WHAT TO WORK ON:
Update the stretch from the line containing "Where can the ferris" through the end of the material, changing "ferris wheel" to "observation wheel" and leaving everything else as it is.

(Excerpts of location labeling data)
§

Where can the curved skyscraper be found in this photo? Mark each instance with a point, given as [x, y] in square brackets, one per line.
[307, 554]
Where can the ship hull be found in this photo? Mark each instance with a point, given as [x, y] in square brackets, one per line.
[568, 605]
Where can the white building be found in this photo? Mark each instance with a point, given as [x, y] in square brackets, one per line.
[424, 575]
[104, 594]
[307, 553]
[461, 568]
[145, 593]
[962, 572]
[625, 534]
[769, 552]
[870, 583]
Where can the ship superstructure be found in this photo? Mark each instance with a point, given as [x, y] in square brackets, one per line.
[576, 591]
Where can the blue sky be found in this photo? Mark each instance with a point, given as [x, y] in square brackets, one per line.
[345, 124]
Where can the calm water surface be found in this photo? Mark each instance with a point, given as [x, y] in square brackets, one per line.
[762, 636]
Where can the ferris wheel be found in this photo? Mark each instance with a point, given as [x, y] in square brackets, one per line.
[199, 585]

§

RIGHT ANSWER:
Where can the observation wheel be found in this photo? Mark each instance with a point, given as [x, y] in square brackets, one per line.
[199, 585]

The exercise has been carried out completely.